Task instructions
Exactness is required. Restate every entry as written.

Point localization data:
══════

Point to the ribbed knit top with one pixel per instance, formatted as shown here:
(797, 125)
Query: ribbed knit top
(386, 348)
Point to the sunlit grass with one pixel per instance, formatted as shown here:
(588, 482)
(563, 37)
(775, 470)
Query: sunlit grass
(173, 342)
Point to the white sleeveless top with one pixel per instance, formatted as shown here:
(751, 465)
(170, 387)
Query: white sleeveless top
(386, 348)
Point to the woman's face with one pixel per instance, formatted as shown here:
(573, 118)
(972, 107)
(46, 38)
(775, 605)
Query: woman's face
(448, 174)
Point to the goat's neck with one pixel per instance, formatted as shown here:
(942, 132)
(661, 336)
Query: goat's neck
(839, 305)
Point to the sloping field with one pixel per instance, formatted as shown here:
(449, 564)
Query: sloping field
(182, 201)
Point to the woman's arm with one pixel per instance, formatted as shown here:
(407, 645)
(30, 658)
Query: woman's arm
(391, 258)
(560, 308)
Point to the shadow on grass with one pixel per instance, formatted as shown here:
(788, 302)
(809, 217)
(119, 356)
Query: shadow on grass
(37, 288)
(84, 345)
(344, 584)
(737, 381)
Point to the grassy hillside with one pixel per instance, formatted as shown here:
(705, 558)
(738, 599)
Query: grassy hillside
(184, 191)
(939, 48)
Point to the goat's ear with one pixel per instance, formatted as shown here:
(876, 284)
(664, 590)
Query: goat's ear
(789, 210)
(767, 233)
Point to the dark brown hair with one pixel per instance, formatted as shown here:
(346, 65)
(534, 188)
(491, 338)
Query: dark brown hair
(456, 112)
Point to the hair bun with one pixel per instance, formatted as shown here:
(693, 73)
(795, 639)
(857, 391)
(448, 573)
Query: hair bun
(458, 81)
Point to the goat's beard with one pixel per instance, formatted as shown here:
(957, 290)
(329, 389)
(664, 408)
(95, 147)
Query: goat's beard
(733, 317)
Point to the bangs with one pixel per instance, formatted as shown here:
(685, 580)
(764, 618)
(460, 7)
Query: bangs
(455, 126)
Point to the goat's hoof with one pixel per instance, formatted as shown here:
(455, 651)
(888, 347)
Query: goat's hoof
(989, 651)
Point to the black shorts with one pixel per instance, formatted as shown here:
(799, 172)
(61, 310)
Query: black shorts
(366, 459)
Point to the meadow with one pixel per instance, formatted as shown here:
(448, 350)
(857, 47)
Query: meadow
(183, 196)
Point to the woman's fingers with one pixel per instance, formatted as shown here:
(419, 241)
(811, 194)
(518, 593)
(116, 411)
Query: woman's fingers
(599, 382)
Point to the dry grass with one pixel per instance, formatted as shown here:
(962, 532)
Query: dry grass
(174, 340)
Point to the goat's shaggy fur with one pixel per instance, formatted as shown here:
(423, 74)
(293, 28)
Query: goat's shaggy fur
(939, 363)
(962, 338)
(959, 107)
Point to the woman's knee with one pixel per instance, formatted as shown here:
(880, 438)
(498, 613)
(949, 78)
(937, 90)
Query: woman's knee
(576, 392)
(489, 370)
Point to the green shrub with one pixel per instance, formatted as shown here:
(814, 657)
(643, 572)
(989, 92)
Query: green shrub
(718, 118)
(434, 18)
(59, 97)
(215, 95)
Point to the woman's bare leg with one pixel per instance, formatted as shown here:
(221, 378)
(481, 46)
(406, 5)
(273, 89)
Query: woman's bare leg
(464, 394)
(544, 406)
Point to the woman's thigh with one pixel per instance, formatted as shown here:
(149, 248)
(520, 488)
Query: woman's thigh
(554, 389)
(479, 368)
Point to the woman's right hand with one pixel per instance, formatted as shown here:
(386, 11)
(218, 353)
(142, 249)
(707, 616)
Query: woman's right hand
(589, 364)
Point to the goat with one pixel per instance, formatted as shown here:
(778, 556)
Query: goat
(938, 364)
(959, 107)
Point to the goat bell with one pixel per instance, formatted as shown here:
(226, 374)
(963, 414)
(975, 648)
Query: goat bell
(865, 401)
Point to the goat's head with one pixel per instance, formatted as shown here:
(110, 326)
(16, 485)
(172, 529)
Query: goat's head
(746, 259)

══════

Response to the exercise
Point to the ribbed knit top with one pixel per instance, formatted as shown here:
(797, 125)
Query: ribbed knit top
(386, 348)
Point to the sunlit grass with one pixel per instance, formatted as shown here:
(588, 482)
(563, 37)
(775, 470)
Query: sunlit grass
(173, 342)
Point to the white sleeveless top with one pixel per instance, formatted as shown here:
(751, 465)
(170, 387)
Query: white sleeveless top
(386, 348)
Point to the woman's face with one pixel per instance, formatted as shown here:
(573, 118)
(972, 107)
(46, 38)
(775, 605)
Query: woman's face
(448, 174)
Point to the goat's neck with one pixel per instance, formatted as shown here:
(942, 132)
(661, 336)
Query: goat's neck
(839, 305)
Point to the sloping field with one pixel per instance, formatted as shown here:
(449, 564)
Query: sloping field
(182, 201)
Point to the woman's arm with one pixel per instance, formatted as shown here:
(407, 645)
(30, 658)
Query: woman's arm
(391, 258)
(560, 308)
Point to the shadow on grass with one pixel per instance, formatted as shown here:
(788, 302)
(809, 217)
(119, 356)
Query: shadow on grass
(37, 288)
(84, 345)
(344, 584)
(737, 381)
Point to the grassy hillside with one pixel per instance, formatted as shown here:
(705, 558)
(738, 599)
Query: grassy hillside
(184, 191)
(939, 48)
Point to the goat's ear with one pixel per instance, formatted as shown here:
(876, 284)
(664, 590)
Query: goat's ear
(789, 210)
(767, 233)
Point to the dark brown hair with one pixel per instance, formatted as shown here:
(346, 65)
(534, 188)
(491, 338)
Query: dark brown hair
(456, 112)
Point to the hair bun with one pixel per instance, formatted as shown here:
(693, 73)
(795, 639)
(857, 391)
(448, 573)
Query: hair bun
(458, 81)
Point to the goat's beard with one pixel per instance, formatted as shown here:
(957, 290)
(329, 389)
(664, 408)
(95, 147)
Query: goat's beard
(733, 317)
Point to the bangs with one pixel per instance, formatted as shown here:
(685, 580)
(764, 618)
(460, 7)
Query: bangs
(455, 126)
Point to the goat's hoof with one pixel per instance, formatted as shown here:
(455, 651)
(888, 347)
Query: goat's hoof
(989, 651)
Point to the black shorts with one pixel per instance, formatted as shown here:
(799, 172)
(61, 310)
Query: black shorts
(366, 459)
Point to the meadow with one pixel per instance, formatted as shown here:
(448, 350)
(857, 47)
Query: meadow
(183, 196)
Point to the woman's fingers with one pixel per instance, formatted as shown here:
(419, 241)
(811, 194)
(518, 593)
(116, 411)
Query: woman's fingers
(599, 382)
Point to the dry grass with one pixel per instance, formatted as shown here:
(962, 532)
Query: dry grass
(174, 340)
Point to the goat's shaggy fur with one pixel per instance, formatted as shown here:
(423, 74)
(293, 28)
Query: goat's shaggy fur
(939, 363)
(962, 338)
(959, 107)
Point to the woman's knee with one pixel per instance, formatted as shown here:
(880, 438)
(498, 613)
(949, 78)
(937, 90)
Query: woman's knee
(576, 392)
(489, 370)
Point to the green shrub with one pixel per instance, formatted as shown here:
(814, 657)
(643, 572)
(989, 92)
Query: green shrub
(718, 118)
(434, 18)
(59, 97)
(215, 95)
Point to the woman's bare leg with one pixel per instance, formatted as shown here:
(221, 378)
(481, 46)
(406, 5)
(273, 89)
Query: woman's bare leg
(464, 394)
(544, 406)
Point to the woman's thigh with one pixel per instance, formatted as shown here:
(149, 248)
(520, 488)
Query: woman's thigh
(554, 389)
(479, 368)
Point to the woman's right hand with one pixel per instance, formatted as shown here:
(386, 11)
(218, 353)
(142, 249)
(707, 616)
Query: woman's right hand
(589, 364)
Point to the goat with one pixel per instance, formatted as shown here:
(778, 556)
Query: goat
(938, 364)
(959, 107)
Point to the goat bell with one pixel per instance, formatted as shown here:
(226, 374)
(963, 414)
(975, 648)
Query: goat bell
(865, 401)
Point to the goat's head with one pixel per instance, formatted as shown here:
(110, 326)
(16, 485)
(172, 529)
Query: goat's head
(746, 259)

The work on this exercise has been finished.